== Input material
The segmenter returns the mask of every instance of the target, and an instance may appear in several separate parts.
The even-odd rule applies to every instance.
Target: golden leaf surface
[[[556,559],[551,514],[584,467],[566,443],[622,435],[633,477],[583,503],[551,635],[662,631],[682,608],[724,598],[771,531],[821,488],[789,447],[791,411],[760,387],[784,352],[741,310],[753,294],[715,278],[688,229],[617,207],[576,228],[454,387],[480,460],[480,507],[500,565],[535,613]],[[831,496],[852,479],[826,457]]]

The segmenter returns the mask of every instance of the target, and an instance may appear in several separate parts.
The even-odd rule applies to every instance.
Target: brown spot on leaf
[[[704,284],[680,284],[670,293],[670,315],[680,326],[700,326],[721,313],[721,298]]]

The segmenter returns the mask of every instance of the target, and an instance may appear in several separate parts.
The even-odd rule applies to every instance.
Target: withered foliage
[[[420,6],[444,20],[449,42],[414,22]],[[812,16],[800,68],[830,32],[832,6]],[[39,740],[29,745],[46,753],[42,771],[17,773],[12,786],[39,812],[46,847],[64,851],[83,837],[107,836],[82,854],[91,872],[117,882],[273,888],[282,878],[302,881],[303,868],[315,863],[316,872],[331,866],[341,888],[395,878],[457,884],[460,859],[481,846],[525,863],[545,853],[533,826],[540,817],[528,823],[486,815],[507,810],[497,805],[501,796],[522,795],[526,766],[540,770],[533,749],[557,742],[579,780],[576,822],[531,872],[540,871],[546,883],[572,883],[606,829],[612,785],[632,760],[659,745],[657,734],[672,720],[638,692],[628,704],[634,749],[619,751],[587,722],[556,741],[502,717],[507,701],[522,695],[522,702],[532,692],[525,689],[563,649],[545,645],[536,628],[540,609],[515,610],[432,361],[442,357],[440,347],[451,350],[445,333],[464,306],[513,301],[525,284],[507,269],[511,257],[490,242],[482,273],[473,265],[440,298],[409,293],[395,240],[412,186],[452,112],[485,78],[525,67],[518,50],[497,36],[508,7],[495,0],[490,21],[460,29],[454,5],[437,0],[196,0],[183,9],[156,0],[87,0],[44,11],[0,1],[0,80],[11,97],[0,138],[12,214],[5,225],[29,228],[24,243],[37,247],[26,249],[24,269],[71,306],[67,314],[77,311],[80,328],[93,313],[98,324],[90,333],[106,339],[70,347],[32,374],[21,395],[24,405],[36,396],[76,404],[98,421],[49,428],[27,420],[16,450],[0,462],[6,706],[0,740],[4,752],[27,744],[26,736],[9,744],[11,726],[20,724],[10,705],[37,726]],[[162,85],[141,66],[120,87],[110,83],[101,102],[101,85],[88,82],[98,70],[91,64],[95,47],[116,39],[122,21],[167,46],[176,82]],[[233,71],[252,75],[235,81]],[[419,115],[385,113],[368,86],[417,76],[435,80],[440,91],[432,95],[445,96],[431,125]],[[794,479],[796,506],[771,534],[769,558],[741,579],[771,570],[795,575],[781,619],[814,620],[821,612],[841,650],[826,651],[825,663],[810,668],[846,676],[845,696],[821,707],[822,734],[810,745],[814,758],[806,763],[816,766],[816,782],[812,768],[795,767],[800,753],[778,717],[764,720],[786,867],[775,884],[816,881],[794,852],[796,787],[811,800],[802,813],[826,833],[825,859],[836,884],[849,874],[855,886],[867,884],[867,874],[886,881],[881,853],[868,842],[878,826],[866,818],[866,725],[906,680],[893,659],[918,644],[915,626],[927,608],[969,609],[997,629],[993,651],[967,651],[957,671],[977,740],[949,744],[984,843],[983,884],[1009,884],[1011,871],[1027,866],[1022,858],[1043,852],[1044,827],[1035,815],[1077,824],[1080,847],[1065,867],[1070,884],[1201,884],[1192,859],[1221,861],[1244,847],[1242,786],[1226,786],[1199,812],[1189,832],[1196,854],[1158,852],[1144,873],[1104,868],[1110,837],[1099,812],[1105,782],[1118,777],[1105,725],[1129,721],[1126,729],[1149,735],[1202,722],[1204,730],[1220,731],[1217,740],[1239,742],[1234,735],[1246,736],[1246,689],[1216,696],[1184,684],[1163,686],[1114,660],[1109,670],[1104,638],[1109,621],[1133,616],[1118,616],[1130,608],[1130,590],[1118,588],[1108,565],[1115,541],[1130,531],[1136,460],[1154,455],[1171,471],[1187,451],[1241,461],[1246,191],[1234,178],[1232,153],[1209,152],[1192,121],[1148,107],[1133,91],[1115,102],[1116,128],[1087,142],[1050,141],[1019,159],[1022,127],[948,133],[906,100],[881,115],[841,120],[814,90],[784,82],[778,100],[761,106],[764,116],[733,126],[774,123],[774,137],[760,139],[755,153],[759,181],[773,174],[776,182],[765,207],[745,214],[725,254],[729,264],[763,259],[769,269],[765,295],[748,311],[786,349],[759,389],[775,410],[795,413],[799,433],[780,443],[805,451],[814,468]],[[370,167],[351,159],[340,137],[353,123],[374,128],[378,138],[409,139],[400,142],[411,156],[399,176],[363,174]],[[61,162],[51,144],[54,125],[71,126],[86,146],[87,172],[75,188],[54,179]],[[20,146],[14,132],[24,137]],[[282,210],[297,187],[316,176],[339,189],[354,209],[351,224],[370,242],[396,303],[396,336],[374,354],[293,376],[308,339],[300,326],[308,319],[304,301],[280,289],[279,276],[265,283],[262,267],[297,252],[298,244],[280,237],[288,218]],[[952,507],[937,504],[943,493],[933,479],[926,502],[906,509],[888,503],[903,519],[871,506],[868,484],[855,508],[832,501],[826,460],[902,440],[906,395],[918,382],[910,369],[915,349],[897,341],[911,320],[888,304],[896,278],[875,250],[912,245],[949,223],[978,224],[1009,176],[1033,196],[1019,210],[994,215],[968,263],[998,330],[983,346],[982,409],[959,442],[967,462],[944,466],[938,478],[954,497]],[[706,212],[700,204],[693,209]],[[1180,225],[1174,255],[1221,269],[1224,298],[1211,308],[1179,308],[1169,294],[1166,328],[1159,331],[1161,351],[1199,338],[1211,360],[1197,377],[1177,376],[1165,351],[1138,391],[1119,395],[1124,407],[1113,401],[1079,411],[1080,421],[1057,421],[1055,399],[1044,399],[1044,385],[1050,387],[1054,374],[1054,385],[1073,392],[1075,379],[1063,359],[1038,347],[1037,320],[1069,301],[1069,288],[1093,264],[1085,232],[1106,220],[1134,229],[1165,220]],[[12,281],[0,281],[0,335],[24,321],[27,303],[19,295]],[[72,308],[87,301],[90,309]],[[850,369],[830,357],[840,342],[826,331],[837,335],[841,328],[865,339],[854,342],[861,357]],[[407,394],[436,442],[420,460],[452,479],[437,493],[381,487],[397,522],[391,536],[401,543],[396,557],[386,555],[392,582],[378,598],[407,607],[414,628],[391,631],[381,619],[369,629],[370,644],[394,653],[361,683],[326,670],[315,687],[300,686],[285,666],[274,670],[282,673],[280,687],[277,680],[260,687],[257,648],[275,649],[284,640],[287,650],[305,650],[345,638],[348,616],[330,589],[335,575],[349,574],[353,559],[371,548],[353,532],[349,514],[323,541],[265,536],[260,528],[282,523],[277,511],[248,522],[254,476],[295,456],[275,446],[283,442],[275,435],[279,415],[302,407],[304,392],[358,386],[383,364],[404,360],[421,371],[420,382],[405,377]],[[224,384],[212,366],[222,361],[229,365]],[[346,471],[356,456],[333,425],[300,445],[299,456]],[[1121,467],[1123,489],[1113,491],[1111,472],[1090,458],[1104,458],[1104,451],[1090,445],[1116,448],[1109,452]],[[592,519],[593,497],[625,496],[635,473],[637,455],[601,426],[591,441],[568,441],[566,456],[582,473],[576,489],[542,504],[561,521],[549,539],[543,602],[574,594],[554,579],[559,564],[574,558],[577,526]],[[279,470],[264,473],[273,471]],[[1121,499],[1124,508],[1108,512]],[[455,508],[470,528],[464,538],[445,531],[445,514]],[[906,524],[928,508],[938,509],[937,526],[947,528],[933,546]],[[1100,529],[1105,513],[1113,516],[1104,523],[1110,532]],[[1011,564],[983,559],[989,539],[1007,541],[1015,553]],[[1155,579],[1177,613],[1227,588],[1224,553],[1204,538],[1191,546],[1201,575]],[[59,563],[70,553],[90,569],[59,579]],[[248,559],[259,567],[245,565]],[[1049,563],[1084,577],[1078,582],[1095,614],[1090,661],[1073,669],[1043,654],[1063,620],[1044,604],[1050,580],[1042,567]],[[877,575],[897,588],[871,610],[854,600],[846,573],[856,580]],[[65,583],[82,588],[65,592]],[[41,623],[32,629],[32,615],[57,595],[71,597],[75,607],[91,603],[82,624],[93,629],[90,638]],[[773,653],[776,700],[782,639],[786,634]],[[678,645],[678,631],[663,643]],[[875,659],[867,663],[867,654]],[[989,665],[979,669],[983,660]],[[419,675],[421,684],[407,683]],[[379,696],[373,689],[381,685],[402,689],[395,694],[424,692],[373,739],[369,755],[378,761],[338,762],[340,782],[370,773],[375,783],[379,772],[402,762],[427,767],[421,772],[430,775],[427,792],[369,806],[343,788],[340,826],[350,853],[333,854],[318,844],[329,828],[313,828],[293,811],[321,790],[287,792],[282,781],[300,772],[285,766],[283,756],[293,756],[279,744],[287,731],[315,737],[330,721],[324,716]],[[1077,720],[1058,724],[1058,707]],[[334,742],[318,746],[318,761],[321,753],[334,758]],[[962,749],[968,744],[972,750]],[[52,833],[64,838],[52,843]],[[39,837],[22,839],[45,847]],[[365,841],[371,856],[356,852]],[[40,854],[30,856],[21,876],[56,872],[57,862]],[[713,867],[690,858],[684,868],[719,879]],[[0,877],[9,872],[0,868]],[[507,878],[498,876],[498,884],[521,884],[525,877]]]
====
### Problem
Update the part of the records that opens at their start and closes with the line containing "Target: golden leaf surface", changing "segmenter" to "mask generator" and keeping everything else unchanged.

### Finished answer
The mask generator returns the mask of every instance of the target, and an instance may appear in several separate parts.
The even-odd rule applies to every instance.
Target: golden leaf surface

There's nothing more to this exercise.